[Trecho fornecido]
>>
Atualmente, as suspeitas são que o teto de gastos será abandonado e estaremos sem nenhuma regra fiscal crível. Os sinais do Congresso e do próprio Executivo são negativos. Como se não bastasse a crise de saúde, produzimos uma crise política/institucional, que agrava a econômica. Esse foi, aliás, um dos fatores citados pela Fitch ao revisar a perspectiva de nosso rating de estável para negativo.
Diante da perda de popularidade do presidente e da ameaça de impedimento, ideias populistas começam a pipocar, como colocar todos os trabalhadores informais na rede de assistência social, em vez de incentivar a sua formalização.
Outras envolvem recriação de ministérios, volta dos subsídios para o setor elétrico, capitalização de empresas como a Embraer e uso de fundos garantidos pelo Tesouro para turbinar o crédito via bancos públicos.
Seriam essas medidas temporárias? Podem ser, mas o risco é grande. A extensão dos programas de manutenção do emprego e coronavoucher já conta com o aval do governo.
Nesta semana, deputados da base do governo permitiram reajuste no funcionalismo dos estados e municípios. O Congresso, há poucas semanas, voltou a aprovar as mudanças no BPC, medida não relacionada à crise de saúde, de efeitos permanentes e ainda não vetada.
A sustentabilidade da dívida está em xeque, assim como o controle da inflação. O QE é mais um fator de incerteza ao relaxar a restrição orçamentária de forma permanente.
Para piorar, nem sequer temos um BC independente. Por sermos uma economia aberta, corremos o risco de uma saída forte de recursos e de uma desvalorização expressiva do real.
<<
[Lista de tarefas]
1/ Enumere todas as ideias populistas citadas no trecho sobre a situação fiscal do Brasil.
2/ Copie do trecho sobre a situação fiscal do Brasil a parte que vai de "A sustentabilidade da" a "de forma permanente.".
3/ Prossiga com o trecho sobre a situação fiscal do Brasil a partir do ponto em que ele termina.

[Material fornecido]
>>
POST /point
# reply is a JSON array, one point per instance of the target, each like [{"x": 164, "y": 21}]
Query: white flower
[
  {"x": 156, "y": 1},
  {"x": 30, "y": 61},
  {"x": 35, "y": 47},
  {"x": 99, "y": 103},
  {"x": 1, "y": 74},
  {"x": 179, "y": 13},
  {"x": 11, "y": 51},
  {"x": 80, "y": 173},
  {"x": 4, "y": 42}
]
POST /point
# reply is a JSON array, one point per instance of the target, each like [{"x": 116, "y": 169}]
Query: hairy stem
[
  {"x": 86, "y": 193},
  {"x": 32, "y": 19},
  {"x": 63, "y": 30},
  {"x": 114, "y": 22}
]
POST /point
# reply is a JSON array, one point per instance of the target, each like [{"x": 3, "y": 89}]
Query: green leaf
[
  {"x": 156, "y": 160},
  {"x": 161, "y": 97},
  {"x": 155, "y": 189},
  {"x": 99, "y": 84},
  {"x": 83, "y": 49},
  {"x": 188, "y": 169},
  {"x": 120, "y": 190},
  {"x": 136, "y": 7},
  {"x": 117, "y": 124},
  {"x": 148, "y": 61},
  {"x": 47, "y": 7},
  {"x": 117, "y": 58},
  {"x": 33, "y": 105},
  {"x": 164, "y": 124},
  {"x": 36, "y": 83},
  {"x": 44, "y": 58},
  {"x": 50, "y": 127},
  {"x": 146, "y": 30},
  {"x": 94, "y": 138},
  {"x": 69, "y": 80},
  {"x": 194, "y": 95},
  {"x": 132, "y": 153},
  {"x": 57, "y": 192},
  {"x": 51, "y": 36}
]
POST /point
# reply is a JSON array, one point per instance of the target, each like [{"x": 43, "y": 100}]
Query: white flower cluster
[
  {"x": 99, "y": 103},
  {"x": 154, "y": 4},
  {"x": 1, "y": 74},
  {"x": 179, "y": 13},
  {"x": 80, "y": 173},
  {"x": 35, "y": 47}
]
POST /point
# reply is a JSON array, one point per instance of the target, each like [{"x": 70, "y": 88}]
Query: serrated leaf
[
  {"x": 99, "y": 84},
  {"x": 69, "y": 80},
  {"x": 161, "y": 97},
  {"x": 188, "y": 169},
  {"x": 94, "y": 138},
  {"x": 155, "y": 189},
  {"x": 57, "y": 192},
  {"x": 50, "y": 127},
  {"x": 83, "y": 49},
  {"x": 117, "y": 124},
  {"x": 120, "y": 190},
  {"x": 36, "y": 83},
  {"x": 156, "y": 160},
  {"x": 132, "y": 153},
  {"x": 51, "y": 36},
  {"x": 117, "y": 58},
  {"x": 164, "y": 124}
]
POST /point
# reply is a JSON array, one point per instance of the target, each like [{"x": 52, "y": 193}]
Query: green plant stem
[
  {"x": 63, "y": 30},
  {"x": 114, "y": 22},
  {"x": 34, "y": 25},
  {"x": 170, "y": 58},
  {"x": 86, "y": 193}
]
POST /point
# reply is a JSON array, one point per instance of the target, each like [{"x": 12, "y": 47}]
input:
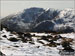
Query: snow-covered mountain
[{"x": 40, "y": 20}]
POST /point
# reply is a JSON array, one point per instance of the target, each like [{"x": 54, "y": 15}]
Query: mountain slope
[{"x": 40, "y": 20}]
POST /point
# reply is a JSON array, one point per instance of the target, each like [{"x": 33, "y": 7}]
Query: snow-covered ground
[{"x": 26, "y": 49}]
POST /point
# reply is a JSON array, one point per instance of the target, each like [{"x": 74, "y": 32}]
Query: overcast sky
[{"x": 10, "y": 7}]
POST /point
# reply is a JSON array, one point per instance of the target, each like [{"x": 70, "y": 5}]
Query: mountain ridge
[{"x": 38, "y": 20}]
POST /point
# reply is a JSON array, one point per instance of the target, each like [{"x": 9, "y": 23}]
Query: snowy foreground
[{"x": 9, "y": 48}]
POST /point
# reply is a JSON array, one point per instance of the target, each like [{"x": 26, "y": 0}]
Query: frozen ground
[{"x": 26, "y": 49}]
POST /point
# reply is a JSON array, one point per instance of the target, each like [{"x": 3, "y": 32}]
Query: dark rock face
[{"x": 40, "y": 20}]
<<
>>
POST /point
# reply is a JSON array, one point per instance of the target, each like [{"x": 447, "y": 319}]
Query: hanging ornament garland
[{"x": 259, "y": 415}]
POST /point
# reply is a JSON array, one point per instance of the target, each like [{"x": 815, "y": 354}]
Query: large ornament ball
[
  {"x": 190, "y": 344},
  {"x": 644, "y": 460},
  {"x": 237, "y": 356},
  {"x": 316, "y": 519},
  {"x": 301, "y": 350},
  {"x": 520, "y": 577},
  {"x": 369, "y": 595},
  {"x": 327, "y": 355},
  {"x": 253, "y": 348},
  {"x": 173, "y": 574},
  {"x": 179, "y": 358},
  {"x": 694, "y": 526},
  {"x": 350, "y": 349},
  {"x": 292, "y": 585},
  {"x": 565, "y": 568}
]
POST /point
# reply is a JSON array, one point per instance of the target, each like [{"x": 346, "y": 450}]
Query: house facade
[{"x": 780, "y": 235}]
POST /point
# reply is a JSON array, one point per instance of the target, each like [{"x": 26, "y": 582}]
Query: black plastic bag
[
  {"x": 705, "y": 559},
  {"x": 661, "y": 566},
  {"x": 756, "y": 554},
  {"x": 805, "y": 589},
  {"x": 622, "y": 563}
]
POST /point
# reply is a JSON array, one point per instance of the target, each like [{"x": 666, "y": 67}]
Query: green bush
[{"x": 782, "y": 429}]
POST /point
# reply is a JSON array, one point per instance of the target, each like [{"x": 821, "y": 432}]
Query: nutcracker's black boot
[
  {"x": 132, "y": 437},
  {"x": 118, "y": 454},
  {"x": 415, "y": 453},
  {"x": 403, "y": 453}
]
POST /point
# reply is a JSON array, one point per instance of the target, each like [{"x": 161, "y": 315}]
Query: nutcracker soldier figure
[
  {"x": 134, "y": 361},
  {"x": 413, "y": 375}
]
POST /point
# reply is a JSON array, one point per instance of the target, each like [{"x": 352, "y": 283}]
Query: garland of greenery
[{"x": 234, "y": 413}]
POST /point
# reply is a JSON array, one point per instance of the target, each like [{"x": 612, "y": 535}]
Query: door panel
<<
[Respostas por item]
1/
- colocar todos os trabalhadores informais na rede de assistência social
- recriação de ministérios
- volta dos subsídios para o setor elétrico
- capitalização de empresas como a Embraer
- uso de fundos garantidos pelo Tesouro para turbinar o crédito via bancos públicos

2/
A sustentabilidade da dívida está em xeque, assim como o controle da inflação. O QE é mais um fator de incerteza ao relaxar a restrição orçamentária de forma permanente.

3/
Mesmo em países com histórico fiscal austero, como a Alemanha, a preocupação com a consistência das políticas não é descuidada. Não à toa nesta semana a Corte Constitucional alemã decidiu que o Banco Central Europeu tem de demonstrar que as compras de títulos públicos dos últimos anos estavam de acordo com o equilíbrio da política econômica da região.
A confiança de que o Brasil voltará para a rota da responsabilidade fiscal é crucial para que o mercado aceite carregar títulos longos a taxas que não coloquem nossa dívida em trajetória explosiva.
O BC não deve ser comprador de última instância dos títulos públicos num governo sem credibilidade, sob o risco de perdermos o controle da inflação.
Estamos na prática recriando a conta-movimento, que teve seu auge nos anos 1970 e permitia ao Banco do Brasil emitir moeda toda vez que o governo central assim determinasse. Há muitas dúvidas sobre a possibilidade de a nova PEC vir a ser de fato positiva para a estabilidade financeira.